• _WORK TO DO_:
(a) In the neural network notebook below, what number is passed to the random seed?
(b) Using the neural network notebook below, decide whether each statement agrees with it: (i) the test set holds 50 images; (ii) the relu_back function returns 0.01 where z is at or below zero; (iii) the dataset files are opened with h5py. Answer yes or no for each, quoting the words that decide it.

• _DOCUMENT EXTRACT_:
------------------------------
## Deep Neural Network from Scratch - One step at a time

In [97]:
import numpy as np
import matplotlib.pyplot as plt
import h5py
import collections
import os
import json
import pickle

np.random.seed(42)

### Load the dataset

In [2]:
def load_dataset(path):
    '''
    Function to load the dataset
    '''
    
    f = h5py.File(path, 'r')
    x_key = list(f.keys())[1]
    y_key = list(f.keys())[2]
    
    X_data = f[x_key]
    y_data = f[y_key]
    
    return (X_data, y_data)

In [3]:
X_train, y_train = load_dataset('train_catvnoncat.h5')
X_test, y_test = load_dataset('test_catvnoncat.h5')

print(X_train.shape)
print(y_train.shape)
print(X_test.shape)
print(y_test.shape)

(209, 64, 64, 3)
(209,)
(50, 64, 64, 3)
(50,)


In [4]:
X_train = np.reshape(X_train, (X_train.shape[0],-1)).T
X_test = np.reshape(X_test, (X_test.shape[0],-1)).T

print(X_train.shape)
print(X_test.shape)

(12288, 209)
(12288, 50)


In [5]:
y_train = np.reshape(y_train, (1,-1))
y_test = np.reshape(y_test, (1,-1))

print(y_train.shape)
print(y_test.shape)

(1, 209)
(1, 50)


In [6]:
X_train = X_train / X_train.max()
X_test = X_test / X_test.max()

## Neural Network Model

In [115]:
class NeuralNetwork(object):
    
    def __init__(self, n_features, n_layers):
        self.n_layers = n_layers + 1
        self.layer_dims = [1] * (n_layers + 1)
        self.activations = [None] * (n_layers + 1)
        self.layer_dims[0] = n_features
        self.activations[0] = None
        self.add_layer_count = 1
    '''
    Helper functions for calculating the activations
    '''
    def sigmoid(self, z):
        s = np.divide(1, (1 + np.exp(-z)))
        return s
    
    def relu(self, z):
        return np.maximum(0,z)
    
    def leaky_relu(self, z):
        return np.maximum(0.01*z,z)
    
    def tanh(self, z):
        return (np.exp(z) - np.exp(-z)) / (np.exp(z) + np.exp(-z))
    
    '''
    Helper functions to calculate the derivative of the activations
    '''
    
    def sigmoid_back(self, z):
        g_prime = np.multiply(self.sigmoid(z), (1 - self.sigmoid(z)))
        return g_prime
    
    def relu_back(self, z):
        g_prime = np.where(z <= 0, 0, 1)
        return g_prime
    
    def leaky_relu_back(self, z):
        g_prime = np.where(z <= 0, 0.01, 1)
        return g_prime
    
    def tanh_back(z):
        g_prime = 1 - (self.tanh(z))**2
        return g_prime
    
    '''
    Main Functions
    '''
    
    def forward_prop(self, X, n_layers, layers_dict, training=True):
        '''
        Performs one forward propagation iteration through entire training set and computes Z and A
        Input: Training data X, number of hidden layers + output layer, layers_dict that contains 
               initial weights and bias, and the activation function for each layer, and a boolean, 
               training, that denotes training or prediction
        Output: Activation at the output layer and cache(Z,A) for each layer stored inside the layers_dict
        
        '''
    
        m = X.shape[1]

        if not training:
            print("m: ",m)
------------------------------
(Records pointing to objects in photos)
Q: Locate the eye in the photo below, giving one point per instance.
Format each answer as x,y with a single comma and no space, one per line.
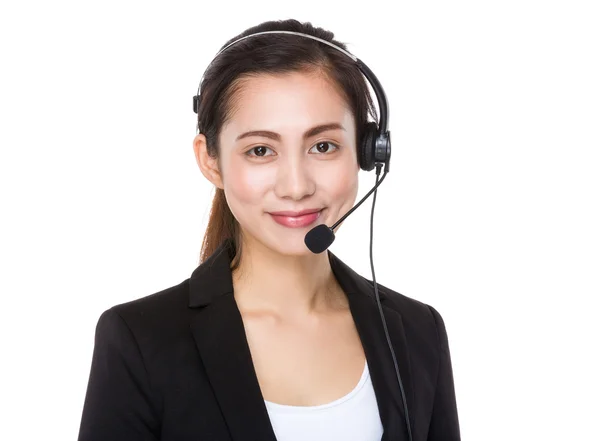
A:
324,147
259,151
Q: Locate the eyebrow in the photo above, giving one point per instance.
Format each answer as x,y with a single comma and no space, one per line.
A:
313,131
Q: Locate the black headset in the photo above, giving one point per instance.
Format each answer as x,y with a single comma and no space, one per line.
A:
------------------------------
• _ANSWERS PROVIDED_:
(a) 42

(b)
(i) Yes: "(50, 64, 64, 3)"
(ii) No: "g_prime = np.where(z <= 0, 0, 1)"
(iii) Yes: "f = h5py.File(path, 'r')"